_OBJECTIF DE L'EXERCICE_:
Poursuivez l'entrevue avec Kristel Salesse sur la gestion de projet, en reprenant juste après sa dernière phrase.

Un des grands avantages de travailler en agence lorsqu’on a soif d’apprendre, c’est d’être entourée d’un nombre impressionnant d’experts tous plus inspirants les uns que les autres. Ponctuellement, je m’entretiendrai avec l’un d’eux pour vous partager leurs plus récents constats et découvertes, et obtenir un point de vue unique sur l’avenir du numérique.

Ce mois-ci, j’ai rencontré Kristel Salesse, chef de pratique en gestion de projet. C’est en travaillant dans le domaine du génie conseil, qu’elle a découvert que la gestion de projet était en fait une carrière. Membre active du Project Management Institute depuis 2008, Kristel a fait le saut côté agence en 2014, où elle a pu mettre à profit ses compétences, sa rigueur, sa créativité et sa passion pour d’importants projets numériques tels que la refonte complète e-commerce de Deserres, ou encore l’accompagnement multiservices de Lasik MD.

La gestion de projet, pour le meilleur et pour le pire

Kristel, qu’est-ce qui a initialement suscité ton intérêt envers la gestion de projet? Pourquoi as-tu choisi d’en faire une carrière?

Déjà à mes débuts sur le marché du travail, en 2010, il y avait quelque chose que je trouvais très instinctif dans les échanges entre mes collègues en génie conseil, qui travaillaient sur des projets majeurs de transport et d’infrastructure à l’international. Les différentes composantes de leurs projets m’attiraient énormément, il y avait un fit naturel. Ces projets, quoique très concrets, comportaient de éléments stratégiques de négociations avec des bailleurs de fonds, des communautés et diverses entreprises. Ce sont tous ces éléments du puzzle qui m’ont poussé à explorer une carrière en gestion de projet.

C’était le côté logique derrière qui te stimulait?

Pas nécessairement. Je trouvais que ça correspondait exactement avec ma façon de faire et de penser, en plus de l’énergie que je pouvais apporter dans tout ça. C’était un peu comme un coup de foudre inexplicable, aussi nerd que cette phrase puisse sonner. (Rires)

_DONNÉES ENREGISTRÉES_:
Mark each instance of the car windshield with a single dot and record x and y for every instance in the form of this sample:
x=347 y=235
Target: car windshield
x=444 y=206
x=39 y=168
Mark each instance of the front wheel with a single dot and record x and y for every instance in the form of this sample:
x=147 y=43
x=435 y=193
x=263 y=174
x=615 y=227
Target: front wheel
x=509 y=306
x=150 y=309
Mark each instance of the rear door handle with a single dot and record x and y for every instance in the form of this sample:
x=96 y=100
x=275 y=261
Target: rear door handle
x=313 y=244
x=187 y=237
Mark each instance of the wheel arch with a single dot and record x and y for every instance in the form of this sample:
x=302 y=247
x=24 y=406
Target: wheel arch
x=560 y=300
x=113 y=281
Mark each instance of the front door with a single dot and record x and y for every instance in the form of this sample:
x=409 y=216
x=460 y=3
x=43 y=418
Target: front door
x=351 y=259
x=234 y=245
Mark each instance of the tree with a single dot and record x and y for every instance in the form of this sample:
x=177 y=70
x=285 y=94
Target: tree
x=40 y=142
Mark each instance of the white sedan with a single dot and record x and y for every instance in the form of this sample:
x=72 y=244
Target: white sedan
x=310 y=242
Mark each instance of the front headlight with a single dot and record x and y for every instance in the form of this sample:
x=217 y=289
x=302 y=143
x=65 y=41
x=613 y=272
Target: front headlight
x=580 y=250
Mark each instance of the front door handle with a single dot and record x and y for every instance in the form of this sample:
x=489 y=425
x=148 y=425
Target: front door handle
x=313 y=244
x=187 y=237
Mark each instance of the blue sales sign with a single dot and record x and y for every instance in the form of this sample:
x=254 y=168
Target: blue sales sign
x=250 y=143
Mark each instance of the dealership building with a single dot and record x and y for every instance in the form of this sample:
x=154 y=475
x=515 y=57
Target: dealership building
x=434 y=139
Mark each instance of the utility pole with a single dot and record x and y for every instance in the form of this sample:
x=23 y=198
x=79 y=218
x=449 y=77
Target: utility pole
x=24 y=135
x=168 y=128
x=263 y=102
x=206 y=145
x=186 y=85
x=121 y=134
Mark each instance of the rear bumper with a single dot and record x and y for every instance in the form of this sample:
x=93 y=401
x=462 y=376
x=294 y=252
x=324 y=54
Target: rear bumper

_RÉSULTAT_:
La gestion de projet, c’est un art? Une philosophie? Une discipline? Une science?

C’est définitivement un art! Il y a un volet très cartésien, technique, qui s’apprend. Mais il y a aussi tout le volet des aptitudes relationnelles, de la compréhension des enjeux d’affaires, de l’interprétation des nouvelles informations et de leur impact sur le projet. En principe, un projet a un début et une fin, et sa raison d’être découle d’un souhait de changement.

Un peu comme un artiste qui doit maîtriser la technique de peinture, mais arriver à bien communiquer son message ou ses états d’âme.

Justement, le volet créatif est très important. Il faut cesser le percevoir le gestionnaire de projet comme une personne tranchée, strictement orientée sur les processus et inflexible. La créativité est essentielle pour jongler avec une grande diversité de contraintes propres à chaque projet et à chaque client.

Qu’est-ce que tes amis pensent que tu fais, et quelle est la différence entre leur perception et la réalité?

En fait, j’ai pas mal d’amis qui sont gestionnaires de projets (rires). À priori, le rôle d’un gestionnaire de projets peut paraître un peu ingrat, dans le sens qu’on se fait souvent demander d’organiser les rencontres, de prendre des notes, bref, d’être en charge d’éléments administratifs. Or, en réalité, notre rôle dépasse largement les fonctions administratives : nous sommes des knowledge brokers, ces intermédiaires qui traduisent les attentes d’un client à une équipe de projet, et vulgarisent au client les attentes de l’équipe. Cet équilibre est crucial pour s’assurer de livrer la bonne chose au bon moment, que l’équipe de projet soit heureuse et performante dans le processus de livraison et que le client soit satisfait, en recevant la valeur attendue et une expérience hors pair. On peut livrer le tout selon les spécifications identifiées sans négliger l’aspect de plaisir!

L’évolution de la gestion de projet

Kristel, je suis curieuse de savoir quelles principales tendances il serait important de surveiller pour les entreprises d’un point de vue planification des opérations et productivité?

Je dirais que les tendances du marché en gestion de projet sont plutôt axées, comme en numérique, sur la personnalisation et la place de l’utilisateur au centre de l’expérience. Tout le côté aptitude relationnelle est définitivement à développer.

Aujourd’hui, on constate que l’aspect très directif des projets tend à disparaître. Disons que le bonheur de l’ensemble des parties prenantes prend une place presque aussi importante que les résultats.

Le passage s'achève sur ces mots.